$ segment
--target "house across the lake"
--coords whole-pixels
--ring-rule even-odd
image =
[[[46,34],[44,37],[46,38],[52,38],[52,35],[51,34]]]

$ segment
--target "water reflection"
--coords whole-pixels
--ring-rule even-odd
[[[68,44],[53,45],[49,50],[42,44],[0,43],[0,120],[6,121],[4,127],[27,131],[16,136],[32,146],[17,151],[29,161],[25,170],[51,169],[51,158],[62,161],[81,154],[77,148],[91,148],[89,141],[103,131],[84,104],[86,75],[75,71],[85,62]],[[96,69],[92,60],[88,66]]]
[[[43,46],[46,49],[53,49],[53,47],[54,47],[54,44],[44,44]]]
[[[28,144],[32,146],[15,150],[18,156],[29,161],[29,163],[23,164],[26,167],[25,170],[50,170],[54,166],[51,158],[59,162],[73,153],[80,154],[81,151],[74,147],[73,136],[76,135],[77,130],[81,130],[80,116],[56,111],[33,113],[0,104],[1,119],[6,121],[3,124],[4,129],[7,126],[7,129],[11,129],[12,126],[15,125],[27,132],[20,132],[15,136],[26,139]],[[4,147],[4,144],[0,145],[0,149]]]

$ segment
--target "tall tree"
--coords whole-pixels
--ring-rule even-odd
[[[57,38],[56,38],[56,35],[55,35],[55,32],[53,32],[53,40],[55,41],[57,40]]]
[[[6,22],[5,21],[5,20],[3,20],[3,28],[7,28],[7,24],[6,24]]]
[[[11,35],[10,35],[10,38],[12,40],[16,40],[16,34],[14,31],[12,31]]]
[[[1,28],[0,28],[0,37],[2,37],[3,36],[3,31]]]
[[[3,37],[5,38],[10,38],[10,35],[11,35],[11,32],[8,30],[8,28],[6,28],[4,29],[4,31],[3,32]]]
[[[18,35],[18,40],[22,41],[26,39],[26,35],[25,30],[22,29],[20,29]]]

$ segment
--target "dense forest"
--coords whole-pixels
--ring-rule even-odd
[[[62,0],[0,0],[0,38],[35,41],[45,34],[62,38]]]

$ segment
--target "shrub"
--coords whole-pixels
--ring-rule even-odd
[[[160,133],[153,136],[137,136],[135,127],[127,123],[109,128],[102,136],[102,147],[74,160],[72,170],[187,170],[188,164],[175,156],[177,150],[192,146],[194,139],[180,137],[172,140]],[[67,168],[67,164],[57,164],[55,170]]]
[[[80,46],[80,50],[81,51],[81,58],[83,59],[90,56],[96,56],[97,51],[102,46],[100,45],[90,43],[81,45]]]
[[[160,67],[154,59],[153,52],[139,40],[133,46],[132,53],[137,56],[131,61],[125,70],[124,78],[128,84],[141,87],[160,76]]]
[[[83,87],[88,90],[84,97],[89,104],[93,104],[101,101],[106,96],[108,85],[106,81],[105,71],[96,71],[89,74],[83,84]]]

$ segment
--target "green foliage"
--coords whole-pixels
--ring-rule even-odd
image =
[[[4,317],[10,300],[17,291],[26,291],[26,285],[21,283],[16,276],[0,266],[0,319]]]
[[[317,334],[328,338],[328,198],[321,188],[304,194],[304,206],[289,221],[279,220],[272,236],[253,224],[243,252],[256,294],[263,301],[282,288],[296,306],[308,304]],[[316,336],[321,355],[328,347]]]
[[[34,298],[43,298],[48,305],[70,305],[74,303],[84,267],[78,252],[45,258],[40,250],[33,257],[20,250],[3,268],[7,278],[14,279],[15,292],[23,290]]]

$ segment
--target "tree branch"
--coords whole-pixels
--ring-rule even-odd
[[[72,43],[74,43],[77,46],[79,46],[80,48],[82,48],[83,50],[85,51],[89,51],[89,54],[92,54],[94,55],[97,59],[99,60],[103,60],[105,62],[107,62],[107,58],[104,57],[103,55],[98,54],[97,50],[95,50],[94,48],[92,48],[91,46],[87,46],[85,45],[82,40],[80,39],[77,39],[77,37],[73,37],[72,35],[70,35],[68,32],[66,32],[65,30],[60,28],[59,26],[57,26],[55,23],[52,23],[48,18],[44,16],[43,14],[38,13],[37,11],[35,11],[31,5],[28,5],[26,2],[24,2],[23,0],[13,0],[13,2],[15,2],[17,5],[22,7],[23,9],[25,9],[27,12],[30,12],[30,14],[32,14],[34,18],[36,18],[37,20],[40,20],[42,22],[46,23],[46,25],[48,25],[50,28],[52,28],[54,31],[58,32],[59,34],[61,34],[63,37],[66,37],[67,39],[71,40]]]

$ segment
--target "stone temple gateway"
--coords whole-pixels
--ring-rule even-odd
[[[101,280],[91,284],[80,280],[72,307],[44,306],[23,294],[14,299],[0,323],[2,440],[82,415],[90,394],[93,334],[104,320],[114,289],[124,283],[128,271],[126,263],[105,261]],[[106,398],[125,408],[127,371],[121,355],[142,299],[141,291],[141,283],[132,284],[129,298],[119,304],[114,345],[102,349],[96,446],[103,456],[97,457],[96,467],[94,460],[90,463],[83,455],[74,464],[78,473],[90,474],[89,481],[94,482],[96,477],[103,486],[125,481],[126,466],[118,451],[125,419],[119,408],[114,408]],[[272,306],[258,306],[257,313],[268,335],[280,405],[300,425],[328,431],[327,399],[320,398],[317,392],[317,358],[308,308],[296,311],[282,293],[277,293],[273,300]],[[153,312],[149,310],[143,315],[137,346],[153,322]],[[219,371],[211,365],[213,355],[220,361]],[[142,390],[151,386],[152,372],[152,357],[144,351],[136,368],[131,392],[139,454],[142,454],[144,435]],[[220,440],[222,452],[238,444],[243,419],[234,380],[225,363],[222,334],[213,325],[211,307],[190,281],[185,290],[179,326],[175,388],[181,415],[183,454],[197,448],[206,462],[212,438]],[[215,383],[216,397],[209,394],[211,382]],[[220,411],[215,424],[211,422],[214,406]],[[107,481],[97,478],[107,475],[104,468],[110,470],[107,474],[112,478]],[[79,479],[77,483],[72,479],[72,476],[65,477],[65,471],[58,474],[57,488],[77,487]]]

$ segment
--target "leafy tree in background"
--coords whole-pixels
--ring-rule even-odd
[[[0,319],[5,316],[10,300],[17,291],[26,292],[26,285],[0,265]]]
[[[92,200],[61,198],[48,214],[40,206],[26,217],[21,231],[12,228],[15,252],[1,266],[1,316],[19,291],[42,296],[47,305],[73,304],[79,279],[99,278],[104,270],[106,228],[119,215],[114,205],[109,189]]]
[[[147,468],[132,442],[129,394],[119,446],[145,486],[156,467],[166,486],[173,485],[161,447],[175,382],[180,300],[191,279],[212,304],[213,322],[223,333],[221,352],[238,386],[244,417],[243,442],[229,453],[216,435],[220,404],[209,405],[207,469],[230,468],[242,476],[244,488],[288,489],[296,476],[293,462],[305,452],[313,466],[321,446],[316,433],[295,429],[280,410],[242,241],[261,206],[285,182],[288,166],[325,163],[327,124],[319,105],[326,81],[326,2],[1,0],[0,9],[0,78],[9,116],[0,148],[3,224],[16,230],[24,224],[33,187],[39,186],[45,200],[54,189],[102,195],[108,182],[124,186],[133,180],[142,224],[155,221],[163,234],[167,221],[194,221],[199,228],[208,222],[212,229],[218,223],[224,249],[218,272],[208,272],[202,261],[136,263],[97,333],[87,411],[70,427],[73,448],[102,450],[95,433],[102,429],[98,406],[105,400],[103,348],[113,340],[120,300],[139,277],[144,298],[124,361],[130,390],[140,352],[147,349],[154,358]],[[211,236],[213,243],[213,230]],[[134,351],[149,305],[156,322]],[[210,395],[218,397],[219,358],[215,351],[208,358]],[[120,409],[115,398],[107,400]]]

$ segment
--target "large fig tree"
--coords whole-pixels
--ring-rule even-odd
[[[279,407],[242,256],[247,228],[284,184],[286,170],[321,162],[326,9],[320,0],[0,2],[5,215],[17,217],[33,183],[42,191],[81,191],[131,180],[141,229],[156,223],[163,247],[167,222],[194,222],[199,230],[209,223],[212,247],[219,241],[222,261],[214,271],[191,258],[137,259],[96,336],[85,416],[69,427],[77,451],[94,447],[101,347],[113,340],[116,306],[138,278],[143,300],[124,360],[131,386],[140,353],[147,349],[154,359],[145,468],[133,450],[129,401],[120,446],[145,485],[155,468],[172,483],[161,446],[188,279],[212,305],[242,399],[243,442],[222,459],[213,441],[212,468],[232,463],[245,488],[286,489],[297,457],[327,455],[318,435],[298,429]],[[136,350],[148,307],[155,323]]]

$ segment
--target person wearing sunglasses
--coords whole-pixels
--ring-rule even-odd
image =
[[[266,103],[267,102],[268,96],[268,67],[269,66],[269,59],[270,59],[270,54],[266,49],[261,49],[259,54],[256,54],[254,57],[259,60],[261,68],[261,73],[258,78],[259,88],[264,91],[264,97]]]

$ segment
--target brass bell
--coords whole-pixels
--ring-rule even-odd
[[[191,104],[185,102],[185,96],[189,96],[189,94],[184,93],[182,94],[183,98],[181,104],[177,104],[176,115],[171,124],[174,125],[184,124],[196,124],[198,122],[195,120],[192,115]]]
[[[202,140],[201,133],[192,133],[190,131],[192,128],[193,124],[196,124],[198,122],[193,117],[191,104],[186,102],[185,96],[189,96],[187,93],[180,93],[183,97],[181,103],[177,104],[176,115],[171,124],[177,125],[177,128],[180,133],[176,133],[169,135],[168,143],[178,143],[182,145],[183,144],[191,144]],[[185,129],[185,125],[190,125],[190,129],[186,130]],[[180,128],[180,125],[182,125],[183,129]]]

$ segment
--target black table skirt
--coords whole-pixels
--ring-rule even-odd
****
Count the lines in the listing above that contain the word "tree", treating uppercase and lowercase as different, and give only the number.

*Solution:* 4